* _Document extract_:

##############################

1 cup of cooked lentils (18g)
1 cup of cooked black beans (15g)
1 veggie burger patty (13g)
4 oz of firm tofu (11g)
1 medium bagel (9g)
1 cup of cooked pasta (8g)
1 cup of cooked quinoa (8g)
2 Tbsp of peanut butter (8g)
1 cup of plain soy milk (7g)
6 oz of plain soy yogurt (6g)
2 slices of whole wheat bread (5g)
1 medium potato (4g)
All of these protein sources provide ample amounts of protein to a meal without animal products.
At home, being vegan is as easy as eating any other kind of diet.
If you stick to only buying vegan groceries, then you will only have vegan food in your house. This makes grabbing a snack or cooking a meal easier because all of your options will already be vegan.
Have you ever heard of the word kwashiorkor?

##############################

Dataset entries
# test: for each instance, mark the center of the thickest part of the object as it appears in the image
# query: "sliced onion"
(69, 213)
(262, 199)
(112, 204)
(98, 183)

##############################

* _Problem requirements_:
Using the vegan protein text, answer each question:
(a) How many grams of protein are listed for 4 oz of firm tofu?
(b) Which item is listed at 4g of protein?
(c) Why does buying only vegan groceries make grabbing a snack or cooking a meal easier?
Rely only on the vegan protein text for your answers.

* _Answer space_:
(a) 11g
(b) 1 medium potato
(c) All of your options will already be vegan.